**Exercise instructions**
Each line of the material must be returned exactly.

**Information supplied**
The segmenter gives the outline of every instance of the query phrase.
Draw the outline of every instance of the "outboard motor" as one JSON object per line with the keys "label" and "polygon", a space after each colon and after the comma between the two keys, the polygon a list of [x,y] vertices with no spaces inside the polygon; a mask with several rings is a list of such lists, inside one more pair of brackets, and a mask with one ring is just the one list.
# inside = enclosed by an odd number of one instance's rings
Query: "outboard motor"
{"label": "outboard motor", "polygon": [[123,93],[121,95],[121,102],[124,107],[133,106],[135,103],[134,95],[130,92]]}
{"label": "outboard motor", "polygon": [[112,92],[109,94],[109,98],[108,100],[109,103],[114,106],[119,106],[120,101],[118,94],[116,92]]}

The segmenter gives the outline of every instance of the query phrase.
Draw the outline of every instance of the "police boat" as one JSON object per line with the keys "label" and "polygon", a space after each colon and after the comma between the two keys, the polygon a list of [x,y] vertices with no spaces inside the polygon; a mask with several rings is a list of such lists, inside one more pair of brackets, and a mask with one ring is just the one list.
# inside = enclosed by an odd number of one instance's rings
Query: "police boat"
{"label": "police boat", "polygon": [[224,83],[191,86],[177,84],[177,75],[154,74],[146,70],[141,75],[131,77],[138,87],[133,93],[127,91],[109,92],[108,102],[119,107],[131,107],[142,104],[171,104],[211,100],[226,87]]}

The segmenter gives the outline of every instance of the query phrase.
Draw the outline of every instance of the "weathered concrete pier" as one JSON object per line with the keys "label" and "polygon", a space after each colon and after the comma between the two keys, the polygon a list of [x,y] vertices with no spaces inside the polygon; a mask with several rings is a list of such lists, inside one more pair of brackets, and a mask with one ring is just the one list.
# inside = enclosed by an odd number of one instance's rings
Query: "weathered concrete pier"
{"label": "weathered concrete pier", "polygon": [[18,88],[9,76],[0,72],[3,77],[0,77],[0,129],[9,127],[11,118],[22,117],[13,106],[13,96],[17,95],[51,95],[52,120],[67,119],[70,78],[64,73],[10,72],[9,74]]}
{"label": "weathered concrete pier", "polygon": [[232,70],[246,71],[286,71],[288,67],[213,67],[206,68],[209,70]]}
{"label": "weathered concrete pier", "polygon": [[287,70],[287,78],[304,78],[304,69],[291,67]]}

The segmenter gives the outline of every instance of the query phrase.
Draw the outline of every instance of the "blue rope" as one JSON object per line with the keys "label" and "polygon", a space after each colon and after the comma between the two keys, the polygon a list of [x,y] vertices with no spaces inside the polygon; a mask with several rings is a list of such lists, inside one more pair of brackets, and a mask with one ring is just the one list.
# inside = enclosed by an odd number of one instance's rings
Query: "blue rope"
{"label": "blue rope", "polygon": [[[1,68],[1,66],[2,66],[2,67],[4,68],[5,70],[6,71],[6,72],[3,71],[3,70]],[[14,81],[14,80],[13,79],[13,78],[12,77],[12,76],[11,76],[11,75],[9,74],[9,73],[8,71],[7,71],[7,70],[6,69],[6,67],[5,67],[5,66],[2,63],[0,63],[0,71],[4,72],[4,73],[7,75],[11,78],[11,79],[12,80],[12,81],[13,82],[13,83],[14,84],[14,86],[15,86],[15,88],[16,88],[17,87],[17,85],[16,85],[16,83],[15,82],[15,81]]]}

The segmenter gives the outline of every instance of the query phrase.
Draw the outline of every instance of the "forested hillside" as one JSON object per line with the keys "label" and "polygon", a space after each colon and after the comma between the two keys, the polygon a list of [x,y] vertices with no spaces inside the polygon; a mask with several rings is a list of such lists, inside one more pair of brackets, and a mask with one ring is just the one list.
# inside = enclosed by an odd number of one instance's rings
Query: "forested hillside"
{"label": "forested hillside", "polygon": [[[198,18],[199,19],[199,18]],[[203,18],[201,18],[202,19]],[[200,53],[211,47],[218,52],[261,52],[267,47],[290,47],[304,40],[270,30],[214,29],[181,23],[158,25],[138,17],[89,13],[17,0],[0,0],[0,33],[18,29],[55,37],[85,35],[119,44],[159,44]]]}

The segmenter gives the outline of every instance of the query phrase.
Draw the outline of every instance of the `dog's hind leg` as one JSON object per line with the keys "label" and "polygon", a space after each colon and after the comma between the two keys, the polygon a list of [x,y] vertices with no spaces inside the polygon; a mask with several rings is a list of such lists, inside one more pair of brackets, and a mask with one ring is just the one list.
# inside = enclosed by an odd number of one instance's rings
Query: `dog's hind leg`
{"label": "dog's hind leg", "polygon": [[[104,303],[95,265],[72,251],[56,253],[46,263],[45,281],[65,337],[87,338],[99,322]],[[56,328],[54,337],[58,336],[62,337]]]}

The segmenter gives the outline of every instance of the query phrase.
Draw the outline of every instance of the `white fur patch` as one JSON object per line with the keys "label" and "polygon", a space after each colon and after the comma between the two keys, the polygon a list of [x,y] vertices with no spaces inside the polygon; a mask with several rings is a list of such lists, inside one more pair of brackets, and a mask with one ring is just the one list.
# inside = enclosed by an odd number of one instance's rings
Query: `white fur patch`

**Correct response**
The segmenter gives the outline of every instance of the query phrase.
Draw the outline of every instance of the "outboard motor" as one JSON object per line with the keys "label" and "polygon", a space after each colon and after the comma between the two keys, the polygon a list of [x,y] vertices with no spaces inside the polygon; a mask with several rings is a list of such lists, inside one more pair of brackets, and a mask with one ring is just the one list.
# inside = enclosed by an odd number of one instance's rings
Query: "outboard motor"
{"label": "outboard motor", "polygon": [[123,93],[121,95],[121,102],[124,107],[133,106],[135,103],[134,95],[130,92]]}
{"label": "outboard motor", "polygon": [[112,92],[109,94],[109,98],[108,100],[109,103],[114,106],[119,106],[120,101],[118,94],[116,92]]}

The segmenter gives the outline of every instance of the query phrase.
Draw the outline of every instance of the "police boat" as one JSON object per line with the keys "label" and "polygon", a space after each colon and after the comma between the two keys, the polygon a list of [x,y] vertices with no spaces inside the polygon; a mask with several rings is a list of such lists, inside one more pair of brackets, and a mask with one ring is just the one list.
# inside = enclosed by an odd number of one instance's rings
Query: "police boat"
{"label": "police boat", "polygon": [[224,83],[191,86],[177,84],[177,75],[154,74],[146,70],[141,75],[131,77],[138,87],[133,93],[127,91],[109,92],[108,102],[119,107],[131,107],[142,104],[171,104],[211,100],[226,87]]}

The segmenter gives the outline of every instance of the query phrase.
Draw the outline of every instance of the "weathered concrete pier" as one JSON object per line with the keys "label" and "polygon", a space after each colon and after the comma between the two keys, the polygon a list of [x,y] vertices with no spaces inside the polygon; a mask with several rings is a list of such lists, inside one more pair of brackets, and a mask with one ring is just the one list.
# inside = enclosed by an odd number of one instance's rings
Query: "weathered concrete pier"
{"label": "weathered concrete pier", "polygon": [[18,88],[9,76],[0,72],[3,77],[0,77],[0,129],[9,127],[11,118],[22,117],[13,106],[13,96],[17,95],[51,95],[52,120],[67,119],[70,78],[64,73],[10,72],[9,74]]}
{"label": "weathered concrete pier", "polygon": [[232,70],[246,71],[286,71],[288,67],[213,67],[206,68],[209,70]]}
{"label": "weathered concrete pier", "polygon": [[287,70],[287,78],[304,78],[304,69],[291,67]]}

The segmenter gives the outline of every instance of the query phrase.
Draw the outline of every instance of the "blue rope" as one JSON object per line with the keys "label" and "polygon", a space after each colon and after the comma between the two keys, the polygon a list of [x,y] vertices with no spaces inside the polygon; a mask with several rings is a list of such lists, inside one more pair of brackets, and a mask with one ring is just the one list.
# inside = enclosed by an odd number of one instance's rings
Query: "blue rope"
{"label": "blue rope", "polygon": [[[1,68],[1,66],[2,66],[2,67],[4,68],[5,70],[6,71],[6,72],[3,71],[3,70]],[[14,81],[14,80],[13,79],[13,78],[12,77],[12,76],[11,76],[11,75],[9,74],[9,73],[8,71],[7,71],[7,70],[6,69],[6,67],[5,67],[5,66],[2,63],[0,63],[0,71],[4,72],[4,73],[7,75],[11,78],[11,79],[12,80],[12,81],[13,82],[13,83],[14,84],[14,86],[15,86],[15,88],[16,88],[17,87],[17,85],[16,85],[16,83],[15,82],[15,81]]]}

The segmenter gives the outline of every instance of the query phrase.
Draw the outline of every instance of the "forested hillside" as one JSON object per line with the keys "label" and "polygon", a space after each colon and after the comma between the two keys, the polygon a list of [x,y] vertices with no spaces inside the polygon; a mask with several rings is a list of such lists, inside one more pair of brackets, and a mask with one ring is just the one list.
# inside = enclosed by an odd number of one instance's rings
Query: "forested hillside"
{"label": "forested hillside", "polygon": [[[198,18],[199,19],[199,18]],[[203,18],[201,18],[202,19]],[[200,53],[211,47],[218,52],[261,52],[267,47],[290,47],[304,40],[270,30],[214,29],[181,23],[158,25],[138,17],[89,13],[17,0],[0,0],[0,33],[18,29],[55,37],[85,35],[119,44],[159,44]]]}

The segmenter gives the outline of every instance of the query phrase.
Draw the outline of every instance of the `dog's hind leg` as one JSON object per line with the keys "label" and "polygon", a space after each colon and after the comma between the two keys, the polygon a list of [x,y] vertices with no spaces inside the polygon; a mask with several rings is a list of such lists, inside one more pair of brackets, and a mask with one ring is just the one list.
# inside = enclosed by an odd number of one instance's rings
Query: `dog's hind leg`
{"label": "dog's hind leg", "polygon": [[[104,303],[95,265],[72,251],[56,253],[46,263],[45,281],[65,337],[87,338],[99,322]],[[56,328],[54,337],[58,336],[62,337]]]}

The segmenter gives the outline of every instance of the query phrase.
Draw the outline of every instance of the `white fur patch` as one JSON object per line with the keys "label" and "polygon", a space after each colon and after the comma between the two keys, the polygon a list of [x,y] vertices with no spaces inside the polygon; a mask with several rings is a list of such lists, inside one more pair of brackets, and a mask with one ring is just the one list.
# inside = enclosed by an odd number of one instance's rings
Query: `white fur patch`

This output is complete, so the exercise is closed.